#### [Aim of the exercise]
Below are records to be output exactly, every one of them.

== Dataset ==

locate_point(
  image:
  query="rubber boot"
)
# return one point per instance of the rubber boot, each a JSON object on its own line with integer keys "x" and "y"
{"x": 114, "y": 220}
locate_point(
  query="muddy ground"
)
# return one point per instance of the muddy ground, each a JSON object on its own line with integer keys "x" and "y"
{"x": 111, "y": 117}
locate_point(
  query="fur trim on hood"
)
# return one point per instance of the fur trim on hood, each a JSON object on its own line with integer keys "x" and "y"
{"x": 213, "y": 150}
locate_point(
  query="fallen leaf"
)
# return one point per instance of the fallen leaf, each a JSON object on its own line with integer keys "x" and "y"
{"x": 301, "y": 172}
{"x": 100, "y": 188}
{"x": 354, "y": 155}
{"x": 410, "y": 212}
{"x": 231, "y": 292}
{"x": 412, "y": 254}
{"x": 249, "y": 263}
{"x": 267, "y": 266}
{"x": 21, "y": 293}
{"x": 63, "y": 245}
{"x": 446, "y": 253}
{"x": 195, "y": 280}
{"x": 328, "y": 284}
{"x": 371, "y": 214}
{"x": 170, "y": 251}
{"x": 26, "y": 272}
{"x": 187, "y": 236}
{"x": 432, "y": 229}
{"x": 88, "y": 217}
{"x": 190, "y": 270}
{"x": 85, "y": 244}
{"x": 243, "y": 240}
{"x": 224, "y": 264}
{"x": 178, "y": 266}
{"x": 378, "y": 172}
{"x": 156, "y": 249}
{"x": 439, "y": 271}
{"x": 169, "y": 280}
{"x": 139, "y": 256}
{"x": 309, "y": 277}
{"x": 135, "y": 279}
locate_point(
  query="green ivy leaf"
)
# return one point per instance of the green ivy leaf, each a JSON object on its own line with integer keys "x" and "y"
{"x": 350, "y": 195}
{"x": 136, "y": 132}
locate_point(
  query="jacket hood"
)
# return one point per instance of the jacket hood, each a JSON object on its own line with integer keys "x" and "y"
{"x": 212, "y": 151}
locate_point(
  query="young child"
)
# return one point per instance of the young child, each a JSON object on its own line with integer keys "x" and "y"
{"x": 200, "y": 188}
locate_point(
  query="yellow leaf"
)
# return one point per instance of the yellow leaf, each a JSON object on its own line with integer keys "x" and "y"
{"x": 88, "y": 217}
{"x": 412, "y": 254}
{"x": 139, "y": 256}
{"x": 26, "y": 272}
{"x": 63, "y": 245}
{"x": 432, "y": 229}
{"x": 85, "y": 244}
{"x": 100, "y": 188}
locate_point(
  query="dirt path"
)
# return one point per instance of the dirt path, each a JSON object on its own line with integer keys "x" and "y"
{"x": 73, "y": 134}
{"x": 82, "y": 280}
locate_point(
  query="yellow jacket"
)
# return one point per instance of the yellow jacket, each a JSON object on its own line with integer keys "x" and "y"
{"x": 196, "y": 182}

===

#### [Your solution]
locate_point(
  image:
  query="rubber boot"
)
# return one point per instance of the rubber boot, each a JSON object on its own line with integer keys "x" and "y"
{"x": 114, "y": 220}
locate_point(
  query="muddy ground"
)
# return one point per instance of the muddy ground, each a JSON object on its own line with integer keys "x" and "y"
{"x": 111, "y": 117}
locate_point(
  query="fur trim on hood"
)
# return one point per instance of the fur trim on hood, each a JSON object on its own line with integer keys "x" and "y"
{"x": 213, "y": 150}
locate_point(
  query="fallen leaf"
)
# return one point per instance of the fallen leaf, each a JSON object on its own line with integer keys "x" and "y"
{"x": 301, "y": 172}
{"x": 100, "y": 188}
{"x": 354, "y": 155}
{"x": 410, "y": 212}
{"x": 231, "y": 292}
{"x": 412, "y": 254}
{"x": 249, "y": 263}
{"x": 267, "y": 266}
{"x": 21, "y": 293}
{"x": 63, "y": 245}
{"x": 446, "y": 253}
{"x": 195, "y": 280}
{"x": 328, "y": 284}
{"x": 371, "y": 214}
{"x": 170, "y": 251}
{"x": 26, "y": 272}
{"x": 187, "y": 236}
{"x": 432, "y": 229}
{"x": 88, "y": 217}
{"x": 190, "y": 270}
{"x": 85, "y": 244}
{"x": 243, "y": 240}
{"x": 224, "y": 264}
{"x": 178, "y": 266}
{"x": 378, "y": 172}
{"x": 156, "y": 249}
{"x": 439, "y": 271}
{"x": 169, "y": 280}
{"x": 139, "y": 256}
{"x": 309, "y": 277}
{"x": 135, "y": 279}
locate_point(
  query="green ivy leaf"
)
# return one point per instance of the green ivy leaf, each a JSON object on its own line with integer keys "x" and "y"
{"x": 350, "y": 195}
{"x": 136, "y": 132}
locate_point(
  query="jacket hood"
)
# return one point per instance of the jacket hood, each a JSON object on its own line with integer keys "x" and "y"
{"x": 212, "y": 151}
locate_point(
  query="young child"
)
# return one point per instance of the young child, each a JSON object on its own line with integer keys "x" and "y"
{"x": 200, "y": 188}
locate_point(
  query="yellow leaf"
)
# return one point per instance of the yellow leaf, each a JSON object on its own line with integer keys "x" and "y"
{"x": 88, "y": 217}
{"x": 412, "y": 254}
{"x": 139, "y": 256}
{"x": 26, "y": 272}
{"x": 63, "y": 245}
{"x": 432, "y": 229}
{"x": 85, "y": 244}
{"x": 100, "y": 188}
locate_point(
  query="dirt path"
)
# return one point per instance of the dirt path, each a JSON object on its own line with integer keys "x" and "y"
{"x": 73, "y": 134}
{"x": 82, "y": 280}
locate_point(
  query="yellow jacket"
)
# return one point per instance of the yellow jacket, each a JSON object on its own line with integer keys "x" and "y"
{"x": 196, "y": 182}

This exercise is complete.